ACTIVITY: In the rows from the line containing "241L0 256L136 249L201" up to and including the line containing "positive clicks: (195, 272) (208, 265)", change "rough mask" to "coarse mask" and write out only those lines, with nothing else altered.

DATA SUPPLIED:
--- --- ---

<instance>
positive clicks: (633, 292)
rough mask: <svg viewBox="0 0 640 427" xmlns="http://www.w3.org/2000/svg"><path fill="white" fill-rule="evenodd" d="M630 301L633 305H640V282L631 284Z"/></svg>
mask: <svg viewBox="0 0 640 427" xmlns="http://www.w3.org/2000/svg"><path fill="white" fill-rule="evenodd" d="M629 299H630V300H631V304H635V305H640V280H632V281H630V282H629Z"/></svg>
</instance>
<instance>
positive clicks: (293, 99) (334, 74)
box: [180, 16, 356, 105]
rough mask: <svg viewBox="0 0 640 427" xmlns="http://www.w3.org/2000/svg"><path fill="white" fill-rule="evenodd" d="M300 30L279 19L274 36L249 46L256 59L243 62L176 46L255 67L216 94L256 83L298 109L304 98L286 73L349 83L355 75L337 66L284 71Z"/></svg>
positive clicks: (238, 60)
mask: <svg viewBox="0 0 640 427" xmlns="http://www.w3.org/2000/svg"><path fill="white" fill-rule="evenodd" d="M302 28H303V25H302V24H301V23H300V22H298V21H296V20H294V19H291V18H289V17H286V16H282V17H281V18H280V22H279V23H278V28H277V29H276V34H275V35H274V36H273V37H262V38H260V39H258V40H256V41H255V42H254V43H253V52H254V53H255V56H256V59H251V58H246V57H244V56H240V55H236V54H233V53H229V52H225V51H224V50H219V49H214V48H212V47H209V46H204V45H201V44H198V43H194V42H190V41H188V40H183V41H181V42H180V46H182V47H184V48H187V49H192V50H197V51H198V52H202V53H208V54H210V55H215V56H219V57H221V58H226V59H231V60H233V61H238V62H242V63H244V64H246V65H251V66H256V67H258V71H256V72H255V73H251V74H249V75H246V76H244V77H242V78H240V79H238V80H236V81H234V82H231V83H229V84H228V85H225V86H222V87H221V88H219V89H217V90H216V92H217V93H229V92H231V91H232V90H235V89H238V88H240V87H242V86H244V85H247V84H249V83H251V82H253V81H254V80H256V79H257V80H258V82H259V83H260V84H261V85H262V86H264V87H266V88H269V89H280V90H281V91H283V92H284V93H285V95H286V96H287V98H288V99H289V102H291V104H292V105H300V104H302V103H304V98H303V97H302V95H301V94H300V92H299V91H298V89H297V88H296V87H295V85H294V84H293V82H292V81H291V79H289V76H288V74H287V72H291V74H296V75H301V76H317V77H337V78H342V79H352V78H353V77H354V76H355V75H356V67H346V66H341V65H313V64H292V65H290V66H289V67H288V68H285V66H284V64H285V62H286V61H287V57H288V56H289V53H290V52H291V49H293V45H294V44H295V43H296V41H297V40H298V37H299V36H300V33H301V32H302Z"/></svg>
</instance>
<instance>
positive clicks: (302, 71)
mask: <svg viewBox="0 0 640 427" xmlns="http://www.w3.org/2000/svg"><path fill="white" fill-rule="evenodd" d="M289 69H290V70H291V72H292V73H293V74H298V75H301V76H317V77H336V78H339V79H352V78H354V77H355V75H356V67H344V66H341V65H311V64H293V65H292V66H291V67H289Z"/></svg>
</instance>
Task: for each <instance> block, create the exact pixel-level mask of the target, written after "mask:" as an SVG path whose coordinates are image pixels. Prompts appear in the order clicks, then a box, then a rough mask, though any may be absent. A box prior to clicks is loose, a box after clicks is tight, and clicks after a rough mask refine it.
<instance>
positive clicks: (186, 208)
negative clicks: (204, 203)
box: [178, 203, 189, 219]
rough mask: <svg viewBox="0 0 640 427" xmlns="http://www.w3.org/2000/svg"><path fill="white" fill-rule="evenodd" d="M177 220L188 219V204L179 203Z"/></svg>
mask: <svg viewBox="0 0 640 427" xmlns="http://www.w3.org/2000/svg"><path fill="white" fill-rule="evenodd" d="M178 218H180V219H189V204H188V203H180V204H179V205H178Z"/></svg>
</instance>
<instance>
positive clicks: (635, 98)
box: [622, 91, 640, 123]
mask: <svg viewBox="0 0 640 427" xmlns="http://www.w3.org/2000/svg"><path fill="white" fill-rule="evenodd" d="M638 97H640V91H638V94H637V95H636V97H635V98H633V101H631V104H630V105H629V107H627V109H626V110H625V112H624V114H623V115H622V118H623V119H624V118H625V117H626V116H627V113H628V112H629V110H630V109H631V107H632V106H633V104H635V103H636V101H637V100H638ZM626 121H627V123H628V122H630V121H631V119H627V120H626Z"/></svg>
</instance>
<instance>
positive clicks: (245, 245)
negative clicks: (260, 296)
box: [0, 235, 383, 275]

--- --- ---

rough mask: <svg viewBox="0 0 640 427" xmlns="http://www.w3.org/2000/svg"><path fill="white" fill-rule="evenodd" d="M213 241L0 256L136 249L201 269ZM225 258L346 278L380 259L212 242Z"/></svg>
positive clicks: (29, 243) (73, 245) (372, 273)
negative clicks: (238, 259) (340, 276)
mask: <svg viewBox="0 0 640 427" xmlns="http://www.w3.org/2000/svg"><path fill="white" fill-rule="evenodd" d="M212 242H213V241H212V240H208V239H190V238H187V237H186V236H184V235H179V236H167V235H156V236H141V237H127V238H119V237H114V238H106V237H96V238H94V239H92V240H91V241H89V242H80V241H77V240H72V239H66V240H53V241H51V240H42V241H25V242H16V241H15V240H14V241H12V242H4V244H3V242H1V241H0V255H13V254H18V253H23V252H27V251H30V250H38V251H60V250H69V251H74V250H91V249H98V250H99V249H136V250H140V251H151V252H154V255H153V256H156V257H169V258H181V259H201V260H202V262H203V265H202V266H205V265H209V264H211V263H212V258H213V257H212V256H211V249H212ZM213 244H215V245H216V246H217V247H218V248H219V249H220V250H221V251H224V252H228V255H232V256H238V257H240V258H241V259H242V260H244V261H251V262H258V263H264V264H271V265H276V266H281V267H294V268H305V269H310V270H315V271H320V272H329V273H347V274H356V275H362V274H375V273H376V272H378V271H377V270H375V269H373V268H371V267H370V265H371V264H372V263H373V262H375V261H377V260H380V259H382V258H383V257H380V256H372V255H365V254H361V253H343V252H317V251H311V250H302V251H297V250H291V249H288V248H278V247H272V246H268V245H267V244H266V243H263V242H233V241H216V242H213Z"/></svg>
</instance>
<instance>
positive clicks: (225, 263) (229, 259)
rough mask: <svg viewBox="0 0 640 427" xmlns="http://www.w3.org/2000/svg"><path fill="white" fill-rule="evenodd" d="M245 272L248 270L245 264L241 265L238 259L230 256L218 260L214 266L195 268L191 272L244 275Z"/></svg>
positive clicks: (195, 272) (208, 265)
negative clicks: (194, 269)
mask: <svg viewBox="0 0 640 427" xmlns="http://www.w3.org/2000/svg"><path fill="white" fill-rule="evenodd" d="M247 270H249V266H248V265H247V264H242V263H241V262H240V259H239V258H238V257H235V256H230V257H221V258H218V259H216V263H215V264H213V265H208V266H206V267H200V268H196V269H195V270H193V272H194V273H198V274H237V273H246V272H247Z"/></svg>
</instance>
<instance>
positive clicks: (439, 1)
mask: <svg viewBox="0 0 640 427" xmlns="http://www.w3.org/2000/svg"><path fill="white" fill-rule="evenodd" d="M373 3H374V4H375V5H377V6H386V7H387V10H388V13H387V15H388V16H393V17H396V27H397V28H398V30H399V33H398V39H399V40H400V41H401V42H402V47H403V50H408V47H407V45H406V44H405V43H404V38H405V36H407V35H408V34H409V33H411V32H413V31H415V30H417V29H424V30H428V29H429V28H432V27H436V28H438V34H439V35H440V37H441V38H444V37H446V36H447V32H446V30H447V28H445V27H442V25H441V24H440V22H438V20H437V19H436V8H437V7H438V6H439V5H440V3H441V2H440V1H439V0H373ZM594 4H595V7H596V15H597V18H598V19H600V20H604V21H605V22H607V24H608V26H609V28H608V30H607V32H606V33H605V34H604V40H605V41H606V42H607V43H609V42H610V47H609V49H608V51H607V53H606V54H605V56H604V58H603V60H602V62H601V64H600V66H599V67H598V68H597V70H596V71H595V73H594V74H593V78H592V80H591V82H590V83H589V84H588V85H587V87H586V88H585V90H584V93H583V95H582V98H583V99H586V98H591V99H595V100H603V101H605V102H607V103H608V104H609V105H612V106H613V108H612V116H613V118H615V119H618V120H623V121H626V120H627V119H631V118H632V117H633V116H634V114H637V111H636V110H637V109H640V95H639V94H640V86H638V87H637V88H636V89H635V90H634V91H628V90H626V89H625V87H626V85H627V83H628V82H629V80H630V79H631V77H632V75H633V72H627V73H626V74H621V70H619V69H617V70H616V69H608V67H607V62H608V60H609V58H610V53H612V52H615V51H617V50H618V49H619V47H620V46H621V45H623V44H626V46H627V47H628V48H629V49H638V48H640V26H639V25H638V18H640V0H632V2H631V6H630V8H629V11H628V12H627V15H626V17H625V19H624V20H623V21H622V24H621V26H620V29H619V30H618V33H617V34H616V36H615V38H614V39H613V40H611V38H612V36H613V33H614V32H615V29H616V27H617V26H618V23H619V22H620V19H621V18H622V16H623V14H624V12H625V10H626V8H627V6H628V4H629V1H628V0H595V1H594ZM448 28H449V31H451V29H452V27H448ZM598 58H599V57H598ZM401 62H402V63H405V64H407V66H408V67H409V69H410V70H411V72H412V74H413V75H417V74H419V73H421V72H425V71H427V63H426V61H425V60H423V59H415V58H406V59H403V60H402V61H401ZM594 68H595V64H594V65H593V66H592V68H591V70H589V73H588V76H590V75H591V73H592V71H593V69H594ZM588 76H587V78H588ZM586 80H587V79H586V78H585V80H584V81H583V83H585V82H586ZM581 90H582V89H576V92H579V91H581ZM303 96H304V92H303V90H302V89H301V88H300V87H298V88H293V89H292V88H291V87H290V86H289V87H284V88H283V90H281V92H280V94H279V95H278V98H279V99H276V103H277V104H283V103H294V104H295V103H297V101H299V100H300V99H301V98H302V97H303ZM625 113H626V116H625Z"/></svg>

--- --- ---

SOLUTION FOR THIS PROBLEM:
coarse mask: <svg viewBox="0 0 640 427" xmlns="http://www.w3.org/2000/svg"><path fill="white" fill-rule="evenodd" d="M213 241L0 256L136 249L201 269ZM225 258L346 278L380 259L212 242Z"/></svg>
positive clicks: (29, 243) (73, 245) (372, 273)
negative clicks: (238, 259) (340, 276)
mask: <svg viewBox="0 0 640 427" xmlns="http://www.w3.org/2000/svg"><path fill="white" fill-rule="evenodd" d="M212 242H213V241H212V240H208V239H190V238H187V237H186V236H184V235H179V236H167V235H156V236H141V237H127V238H119V237H114V238H106V237H96V238H94V239H92V240H91V241H89V242H80V241H77V240H72V239H66V240H53V241H51V240H42V241H25V242H16V241H15V240H14V241H12V242H4V244H3V242H1V241H0V255H13V254H18V253H23V252H27V251H30V250H38V251H60V250H69V251H74V250H91V249H98V250H99V249H136V250H140V251H151V252H154V255H153V256H156V257H169V258H181V259H201V260H202V262H203V265H202V266H205V265H209V264H211V263H212V258H213V257H212V256H211V249H212ZM213 244H215V245H216V246H217V247H218V248H219V249H220V250H221V251H224V252H228V255H232V256H238V257H240V258H241V259H242V260H244V261H251V262H258V263H264V264H271V265H276V266H281V267H294V268H305V269H310V270H315V271H320V272H329V273H347V274H356V275H362V274H375V273H376V272H378V271H377V270H375V269H373V268H371V267H370V265H371V264H372V263H373V262H375V261H377V260H380V259H382V258H383V257H380V256H372V255H365V254H361V253H343V252H317V251H311V250H302V251H297V250H291V249H288V248H278V247H272V246H268V245H267V244H266V243H263V242H233V241H216V242H213Z"/></svg>
</instance>
<instance>
positive clicks: (225, 263) (229, 259)
coarse mask: <svg viewBox="0 0 640 427" xmlns="http://www.w3.org/2000/svg"><path fill="white" fill-rule="evenodd" d="M245 272L248 270L245 264L241 265L238 259L230 256L218 260L214 266L195 268L191 272L244 275Z"/></svg>
positive clicks: (195, 272) (208, 265)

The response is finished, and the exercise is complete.